──────── GIVEN TEXT ────────

The Member found that the Nominal Defendant was not liable for the following reasons:

Was the Claimant injured in a motor accident within the meaning of s 1.4 of MAIA?

There is no doubt that the Claimant was involved in a “motor accident” within the meaning of section 1.4 of MAIA given that:

🟪 The accident involved the use or operation of a motor vehicle that caused injury to the Claimant, and

🟪 The Claimant’s injury was “a result of and caused during the vehicle’s running out of control“.

Importantly, the definition of “motor accident” in s 1.4 does not include any reference to fault and does not limit itself to accidents involving registered vehicles.

Does the Claimant satisfy the gateway provisions in s 1.9 of MAIA?

The requirements of section 1.9 of MAIA are not met because:

🟪 There was no causal or temporal connection between the Claimant’s injury and the use or operation of the parked vehicle. The vehicles were parked some two weeks prior to the accident and were no longer being “used” when the accident occurred.

🟪 There was no fault by the owner of the parked vehicles in the manner those vehicles were parked. The vehicles were legally parked. They were positioned parallel with and close to the kerb. No part of the parked vehicles obstructed the westbound lane of the road.

Was the Claimant injured in a no-fault accident within the meaning of Part 5 of MAIA?

──────── DATA FOR REVIEW ────────

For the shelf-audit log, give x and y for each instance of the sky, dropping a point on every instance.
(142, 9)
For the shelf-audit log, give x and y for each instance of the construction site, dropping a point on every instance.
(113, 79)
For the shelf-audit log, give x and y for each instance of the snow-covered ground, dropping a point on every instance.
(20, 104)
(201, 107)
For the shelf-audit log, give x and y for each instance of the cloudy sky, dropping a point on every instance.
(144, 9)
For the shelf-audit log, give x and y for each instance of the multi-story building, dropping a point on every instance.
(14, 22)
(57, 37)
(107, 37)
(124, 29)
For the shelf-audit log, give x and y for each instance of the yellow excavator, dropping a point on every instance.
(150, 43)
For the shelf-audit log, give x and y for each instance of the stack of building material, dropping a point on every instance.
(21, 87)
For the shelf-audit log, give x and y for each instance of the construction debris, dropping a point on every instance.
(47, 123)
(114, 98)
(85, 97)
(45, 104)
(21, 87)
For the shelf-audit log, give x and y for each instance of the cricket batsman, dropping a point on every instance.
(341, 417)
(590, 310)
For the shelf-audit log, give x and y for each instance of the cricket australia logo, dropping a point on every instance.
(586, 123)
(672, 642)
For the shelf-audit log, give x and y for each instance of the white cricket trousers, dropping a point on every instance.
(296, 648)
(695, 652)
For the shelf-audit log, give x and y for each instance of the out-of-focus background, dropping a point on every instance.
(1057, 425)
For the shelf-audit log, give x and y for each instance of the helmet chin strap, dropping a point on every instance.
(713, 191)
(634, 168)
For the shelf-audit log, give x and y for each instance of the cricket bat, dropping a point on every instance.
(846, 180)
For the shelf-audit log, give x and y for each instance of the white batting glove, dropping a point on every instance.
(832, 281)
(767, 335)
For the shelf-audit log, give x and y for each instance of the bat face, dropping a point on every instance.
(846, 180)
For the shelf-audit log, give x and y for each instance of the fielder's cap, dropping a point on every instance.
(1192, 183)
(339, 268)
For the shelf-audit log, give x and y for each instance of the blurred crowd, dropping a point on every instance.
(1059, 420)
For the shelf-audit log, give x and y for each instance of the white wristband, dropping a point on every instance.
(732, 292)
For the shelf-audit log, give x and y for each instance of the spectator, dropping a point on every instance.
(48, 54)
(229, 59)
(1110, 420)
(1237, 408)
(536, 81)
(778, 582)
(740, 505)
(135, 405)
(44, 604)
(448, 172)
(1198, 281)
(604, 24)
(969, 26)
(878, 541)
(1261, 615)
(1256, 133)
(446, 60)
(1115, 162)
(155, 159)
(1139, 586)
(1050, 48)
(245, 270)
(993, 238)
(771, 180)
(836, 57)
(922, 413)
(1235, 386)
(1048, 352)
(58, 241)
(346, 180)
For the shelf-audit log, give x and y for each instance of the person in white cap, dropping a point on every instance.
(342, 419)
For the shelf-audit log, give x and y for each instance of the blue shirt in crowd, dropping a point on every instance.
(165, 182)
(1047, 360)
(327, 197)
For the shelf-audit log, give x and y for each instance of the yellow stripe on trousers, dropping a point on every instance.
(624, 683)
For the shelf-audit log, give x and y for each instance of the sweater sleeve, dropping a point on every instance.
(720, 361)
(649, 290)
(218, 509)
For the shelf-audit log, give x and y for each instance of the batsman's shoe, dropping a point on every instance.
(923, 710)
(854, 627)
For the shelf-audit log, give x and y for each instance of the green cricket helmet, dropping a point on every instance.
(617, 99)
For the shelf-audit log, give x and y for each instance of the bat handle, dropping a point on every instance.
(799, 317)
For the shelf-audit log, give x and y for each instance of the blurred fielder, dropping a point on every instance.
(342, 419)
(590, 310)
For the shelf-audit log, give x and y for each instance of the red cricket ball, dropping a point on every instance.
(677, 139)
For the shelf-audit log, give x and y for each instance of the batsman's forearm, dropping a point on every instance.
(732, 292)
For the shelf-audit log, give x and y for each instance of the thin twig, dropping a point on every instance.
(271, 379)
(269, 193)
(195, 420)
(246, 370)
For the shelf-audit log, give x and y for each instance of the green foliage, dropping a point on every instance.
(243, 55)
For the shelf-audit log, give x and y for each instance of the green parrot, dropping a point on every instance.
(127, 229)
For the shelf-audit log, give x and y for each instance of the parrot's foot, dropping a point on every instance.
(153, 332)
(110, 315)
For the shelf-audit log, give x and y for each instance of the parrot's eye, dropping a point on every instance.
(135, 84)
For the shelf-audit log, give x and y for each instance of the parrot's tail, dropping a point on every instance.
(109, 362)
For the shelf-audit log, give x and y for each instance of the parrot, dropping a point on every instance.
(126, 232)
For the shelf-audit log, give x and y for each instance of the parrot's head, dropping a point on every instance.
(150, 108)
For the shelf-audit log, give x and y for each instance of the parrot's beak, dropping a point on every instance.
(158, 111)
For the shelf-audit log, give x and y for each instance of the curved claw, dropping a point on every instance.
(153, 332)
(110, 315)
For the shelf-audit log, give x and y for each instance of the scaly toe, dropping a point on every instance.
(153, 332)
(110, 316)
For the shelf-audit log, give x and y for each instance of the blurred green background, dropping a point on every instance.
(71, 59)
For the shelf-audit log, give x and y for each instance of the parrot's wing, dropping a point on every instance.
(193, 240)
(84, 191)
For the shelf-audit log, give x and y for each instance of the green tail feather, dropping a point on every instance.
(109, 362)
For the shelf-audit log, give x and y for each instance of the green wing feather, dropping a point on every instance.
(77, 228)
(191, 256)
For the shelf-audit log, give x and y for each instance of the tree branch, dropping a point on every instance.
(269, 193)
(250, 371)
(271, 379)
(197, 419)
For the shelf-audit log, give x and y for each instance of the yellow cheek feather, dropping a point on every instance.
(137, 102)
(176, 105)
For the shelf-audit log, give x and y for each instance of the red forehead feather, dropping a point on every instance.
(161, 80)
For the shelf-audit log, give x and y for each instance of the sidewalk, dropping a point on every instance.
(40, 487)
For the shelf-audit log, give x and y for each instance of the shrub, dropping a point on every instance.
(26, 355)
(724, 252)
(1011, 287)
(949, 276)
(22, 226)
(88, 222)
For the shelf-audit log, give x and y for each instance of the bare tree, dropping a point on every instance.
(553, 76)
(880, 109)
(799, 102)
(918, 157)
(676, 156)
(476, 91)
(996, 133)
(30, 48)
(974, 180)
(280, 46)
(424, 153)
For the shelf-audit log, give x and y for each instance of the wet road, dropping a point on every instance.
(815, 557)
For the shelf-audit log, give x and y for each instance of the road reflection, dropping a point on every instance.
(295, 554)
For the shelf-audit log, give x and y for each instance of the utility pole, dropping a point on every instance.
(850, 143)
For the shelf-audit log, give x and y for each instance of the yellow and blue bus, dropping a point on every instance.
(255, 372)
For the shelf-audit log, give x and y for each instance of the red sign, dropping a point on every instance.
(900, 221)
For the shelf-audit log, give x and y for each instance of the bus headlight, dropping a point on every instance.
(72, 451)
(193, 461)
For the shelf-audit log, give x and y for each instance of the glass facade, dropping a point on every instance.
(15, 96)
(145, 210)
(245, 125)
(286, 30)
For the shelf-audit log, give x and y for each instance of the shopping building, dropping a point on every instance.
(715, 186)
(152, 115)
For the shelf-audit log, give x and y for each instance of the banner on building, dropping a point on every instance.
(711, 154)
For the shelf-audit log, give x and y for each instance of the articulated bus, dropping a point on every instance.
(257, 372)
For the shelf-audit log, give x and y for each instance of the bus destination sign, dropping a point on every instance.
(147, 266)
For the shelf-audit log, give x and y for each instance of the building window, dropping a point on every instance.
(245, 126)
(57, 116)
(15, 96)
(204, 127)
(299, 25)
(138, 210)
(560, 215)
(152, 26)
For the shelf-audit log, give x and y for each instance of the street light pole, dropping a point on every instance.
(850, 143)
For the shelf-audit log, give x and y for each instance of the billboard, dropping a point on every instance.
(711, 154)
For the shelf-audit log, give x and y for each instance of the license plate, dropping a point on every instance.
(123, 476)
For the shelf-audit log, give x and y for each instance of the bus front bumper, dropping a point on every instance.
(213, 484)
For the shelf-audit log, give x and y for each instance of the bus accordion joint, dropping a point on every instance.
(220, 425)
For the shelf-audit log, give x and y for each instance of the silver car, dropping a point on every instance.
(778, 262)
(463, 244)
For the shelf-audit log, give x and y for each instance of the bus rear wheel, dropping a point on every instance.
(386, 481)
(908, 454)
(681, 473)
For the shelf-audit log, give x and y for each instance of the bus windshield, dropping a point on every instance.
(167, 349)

────────

▶ **GOAL OF THE EXERCISE**
Copy the text above on the Member's findings about the Nominal Defendant's liability, word for word and in full.

▶ **YOUR SOLUTION**
The Member found that the Nominal Defendant was not liable for the following reasons:

Was the Claimant injured in a motor accident within the meaning of s 1.4 of MAIA?

There is no doubt that the Claimant was involved in a “motor accident” within the meaning of section 1.4 of MAIA given that:

🟪 The accident involved the use or operation of a motor vehicle that caused injury to the Claimant, and

🟪 The Claimant’s injury was “a result of and caused during the vehicle’s running out of control“.

Importantly, the definition of “motor accident” in s 1.4 does not include any reference to fault and does not limit itself to accidents involving registered vehicles.

Does the Claimant satisfy the gateway provisions in s 1.9 of MAIA?

The requirements of section 1.9 of MAIA are not met because:

🟪 There was no causal or temporal connection between the Claimant’s injury and the use or operation of the parked vehicle. The vehicles were parked some two weeks prior to the accident and were no longer being “used” when the accident occurred.

🟪 There was no fault by the owner of the parked vehicles in the manner those vehicles were parked. The vehicles were legally parked. They were positioned parallel with and close to the kerb. No part of the parked vehicles obstructed the westbound lane of the road.

Was the Claimant injured in a no-fault accident within the meaning of Part 5 of MAIA?